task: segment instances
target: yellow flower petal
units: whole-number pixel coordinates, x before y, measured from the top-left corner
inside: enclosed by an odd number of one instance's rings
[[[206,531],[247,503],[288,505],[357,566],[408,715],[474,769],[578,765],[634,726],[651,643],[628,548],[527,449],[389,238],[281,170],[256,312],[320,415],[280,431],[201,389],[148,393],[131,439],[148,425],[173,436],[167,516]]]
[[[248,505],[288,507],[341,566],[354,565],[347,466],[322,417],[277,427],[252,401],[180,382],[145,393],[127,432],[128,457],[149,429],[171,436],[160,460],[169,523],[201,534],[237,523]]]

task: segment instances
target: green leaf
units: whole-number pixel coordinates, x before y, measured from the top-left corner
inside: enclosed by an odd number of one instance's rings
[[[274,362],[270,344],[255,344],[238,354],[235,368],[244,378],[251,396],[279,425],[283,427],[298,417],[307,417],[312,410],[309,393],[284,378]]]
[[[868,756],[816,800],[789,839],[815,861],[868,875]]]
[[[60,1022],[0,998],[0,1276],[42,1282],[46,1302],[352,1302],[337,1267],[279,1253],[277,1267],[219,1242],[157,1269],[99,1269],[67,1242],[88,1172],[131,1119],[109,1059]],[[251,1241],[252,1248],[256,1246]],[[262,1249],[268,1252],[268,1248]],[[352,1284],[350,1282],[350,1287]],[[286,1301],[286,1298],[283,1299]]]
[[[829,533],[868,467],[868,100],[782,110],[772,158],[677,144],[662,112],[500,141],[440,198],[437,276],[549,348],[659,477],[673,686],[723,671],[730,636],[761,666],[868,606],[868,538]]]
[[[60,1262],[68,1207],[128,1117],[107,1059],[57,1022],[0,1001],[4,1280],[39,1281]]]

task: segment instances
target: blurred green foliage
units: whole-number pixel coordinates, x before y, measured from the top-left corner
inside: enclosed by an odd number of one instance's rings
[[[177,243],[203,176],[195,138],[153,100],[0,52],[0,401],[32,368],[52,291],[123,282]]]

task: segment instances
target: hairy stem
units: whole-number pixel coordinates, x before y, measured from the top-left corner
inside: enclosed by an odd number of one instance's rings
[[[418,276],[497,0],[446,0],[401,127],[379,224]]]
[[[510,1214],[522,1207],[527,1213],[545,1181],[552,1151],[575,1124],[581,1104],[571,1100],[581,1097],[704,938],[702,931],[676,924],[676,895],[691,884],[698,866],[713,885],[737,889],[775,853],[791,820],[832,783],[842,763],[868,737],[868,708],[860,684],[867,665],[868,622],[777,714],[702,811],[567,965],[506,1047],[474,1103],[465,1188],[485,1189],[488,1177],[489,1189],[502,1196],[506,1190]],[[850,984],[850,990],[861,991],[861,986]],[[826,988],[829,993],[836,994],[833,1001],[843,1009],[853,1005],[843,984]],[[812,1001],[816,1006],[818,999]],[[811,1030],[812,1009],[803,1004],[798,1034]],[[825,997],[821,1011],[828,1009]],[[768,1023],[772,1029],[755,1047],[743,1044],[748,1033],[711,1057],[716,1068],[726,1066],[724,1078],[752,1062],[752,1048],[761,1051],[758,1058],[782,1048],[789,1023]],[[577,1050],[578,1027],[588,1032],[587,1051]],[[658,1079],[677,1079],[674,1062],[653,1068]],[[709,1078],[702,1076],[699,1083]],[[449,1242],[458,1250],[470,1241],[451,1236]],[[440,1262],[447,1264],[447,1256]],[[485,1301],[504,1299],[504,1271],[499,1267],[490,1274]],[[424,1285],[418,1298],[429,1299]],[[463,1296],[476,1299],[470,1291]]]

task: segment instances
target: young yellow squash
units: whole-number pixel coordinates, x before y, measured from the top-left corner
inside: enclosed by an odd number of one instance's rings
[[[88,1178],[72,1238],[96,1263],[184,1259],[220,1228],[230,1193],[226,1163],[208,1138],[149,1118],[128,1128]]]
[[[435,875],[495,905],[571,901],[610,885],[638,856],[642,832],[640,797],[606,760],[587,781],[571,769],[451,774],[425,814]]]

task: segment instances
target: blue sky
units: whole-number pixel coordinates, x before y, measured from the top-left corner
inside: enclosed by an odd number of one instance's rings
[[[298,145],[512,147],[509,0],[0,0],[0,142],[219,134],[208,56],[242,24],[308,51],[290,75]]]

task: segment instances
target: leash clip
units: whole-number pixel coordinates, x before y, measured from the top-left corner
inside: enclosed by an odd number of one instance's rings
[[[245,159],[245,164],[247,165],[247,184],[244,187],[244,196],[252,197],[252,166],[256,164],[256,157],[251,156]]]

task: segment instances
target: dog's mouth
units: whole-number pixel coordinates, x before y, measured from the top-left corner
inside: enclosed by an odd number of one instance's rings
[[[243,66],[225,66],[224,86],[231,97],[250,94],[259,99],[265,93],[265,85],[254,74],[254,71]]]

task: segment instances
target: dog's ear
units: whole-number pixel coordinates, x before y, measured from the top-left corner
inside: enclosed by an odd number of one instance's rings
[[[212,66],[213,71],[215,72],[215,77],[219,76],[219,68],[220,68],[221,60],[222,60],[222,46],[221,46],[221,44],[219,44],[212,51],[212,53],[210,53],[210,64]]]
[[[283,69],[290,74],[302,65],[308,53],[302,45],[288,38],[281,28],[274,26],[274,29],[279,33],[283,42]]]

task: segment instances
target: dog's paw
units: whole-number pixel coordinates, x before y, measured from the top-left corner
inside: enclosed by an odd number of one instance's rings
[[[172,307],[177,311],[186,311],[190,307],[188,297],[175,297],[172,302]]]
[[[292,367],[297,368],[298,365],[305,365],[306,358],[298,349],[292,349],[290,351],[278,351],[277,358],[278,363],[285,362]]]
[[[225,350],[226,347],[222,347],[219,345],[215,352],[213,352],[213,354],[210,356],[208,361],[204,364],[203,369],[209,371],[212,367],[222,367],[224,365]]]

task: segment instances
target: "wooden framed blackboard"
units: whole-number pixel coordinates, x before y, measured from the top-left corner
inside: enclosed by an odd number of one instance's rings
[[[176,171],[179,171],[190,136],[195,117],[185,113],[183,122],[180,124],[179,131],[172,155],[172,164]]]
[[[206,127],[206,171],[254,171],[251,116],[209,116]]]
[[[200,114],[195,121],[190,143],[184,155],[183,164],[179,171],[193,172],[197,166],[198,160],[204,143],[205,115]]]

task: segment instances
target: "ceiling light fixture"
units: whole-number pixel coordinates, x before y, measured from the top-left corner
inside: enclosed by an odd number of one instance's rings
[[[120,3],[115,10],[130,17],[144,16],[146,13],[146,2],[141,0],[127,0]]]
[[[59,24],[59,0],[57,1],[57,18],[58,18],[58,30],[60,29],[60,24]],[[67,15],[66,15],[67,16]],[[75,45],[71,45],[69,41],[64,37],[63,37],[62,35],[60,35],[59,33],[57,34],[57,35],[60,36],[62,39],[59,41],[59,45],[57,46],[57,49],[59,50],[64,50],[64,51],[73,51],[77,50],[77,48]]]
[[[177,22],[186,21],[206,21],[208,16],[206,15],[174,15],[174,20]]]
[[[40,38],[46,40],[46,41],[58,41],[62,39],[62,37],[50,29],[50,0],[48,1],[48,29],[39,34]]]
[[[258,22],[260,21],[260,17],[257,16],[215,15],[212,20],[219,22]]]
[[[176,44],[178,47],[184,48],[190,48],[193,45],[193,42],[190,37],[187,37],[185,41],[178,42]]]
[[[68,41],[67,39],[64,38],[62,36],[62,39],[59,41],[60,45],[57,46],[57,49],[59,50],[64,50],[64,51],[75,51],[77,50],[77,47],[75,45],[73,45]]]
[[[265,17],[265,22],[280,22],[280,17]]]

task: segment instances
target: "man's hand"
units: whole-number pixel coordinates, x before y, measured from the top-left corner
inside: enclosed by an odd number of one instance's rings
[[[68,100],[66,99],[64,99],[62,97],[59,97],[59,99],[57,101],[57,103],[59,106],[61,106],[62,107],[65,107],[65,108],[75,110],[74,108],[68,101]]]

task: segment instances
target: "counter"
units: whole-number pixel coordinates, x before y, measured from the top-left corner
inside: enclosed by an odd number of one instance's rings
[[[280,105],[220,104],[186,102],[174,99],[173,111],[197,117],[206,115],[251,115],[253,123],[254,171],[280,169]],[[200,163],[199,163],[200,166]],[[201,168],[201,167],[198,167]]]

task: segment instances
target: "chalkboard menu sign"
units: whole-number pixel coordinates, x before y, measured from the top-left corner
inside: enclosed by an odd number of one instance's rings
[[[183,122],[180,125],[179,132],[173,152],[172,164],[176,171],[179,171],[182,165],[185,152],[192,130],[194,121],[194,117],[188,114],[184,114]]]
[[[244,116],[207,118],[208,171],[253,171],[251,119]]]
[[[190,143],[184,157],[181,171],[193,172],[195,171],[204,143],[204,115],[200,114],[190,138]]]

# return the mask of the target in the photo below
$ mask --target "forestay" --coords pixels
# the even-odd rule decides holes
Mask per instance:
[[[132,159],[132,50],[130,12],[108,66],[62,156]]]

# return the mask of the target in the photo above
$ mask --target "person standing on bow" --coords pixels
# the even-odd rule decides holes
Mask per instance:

● ● ● ●

**Work to do**
Output the lines of the records above, starting with the line containing "# return the mask of the target in the photo below" and going on through the line containing "[[[132,159],[132,50],[130,12],[108,66],[62,156]]]", reproducing each one exactly.

**Written response**
# return the mask of the target in the photo below
$ mask --target "forestay" --coords pixels
# the even-odd rule decides holes
Mask per instance:
[[[132,159],[132,50],[130,12],[108,66],[62,156]]]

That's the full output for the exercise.